◆ What is expected ◆
All lines of the data shown below should be output exactly as they stand.

◆ Saved entries ◆
::::

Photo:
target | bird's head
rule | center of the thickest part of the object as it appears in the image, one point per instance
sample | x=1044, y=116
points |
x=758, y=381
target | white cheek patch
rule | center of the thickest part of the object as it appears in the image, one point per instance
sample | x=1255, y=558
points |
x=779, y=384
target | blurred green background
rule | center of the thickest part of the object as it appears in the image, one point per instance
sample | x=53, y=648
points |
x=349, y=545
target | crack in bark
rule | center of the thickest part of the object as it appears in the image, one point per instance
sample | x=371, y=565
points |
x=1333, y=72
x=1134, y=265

::::

◆ Problem solution ◆
Photo:
target | bird's head
rule | center of the thickest part of the object as it appears in the image, one point per instance
sample | x=1044, y=116
points |
x=758, y=381
target | white cheek patch
rule | center of the thickest part of the object as it appears in the image, one point per instance
sample | x=1255, y=558
points |
x=779, y=384
target | blurred green background
rule | center of the thickest part of the object as it appears in the image, one point per instance
sample | x=53, y=648
points |
x=349, y=545
target | crack in bark
rule | center of the thickest part of the object as it appears in the image, one point per instance
sample | x=371, y=565
points |
x=1333, y=72
x=1134, y=265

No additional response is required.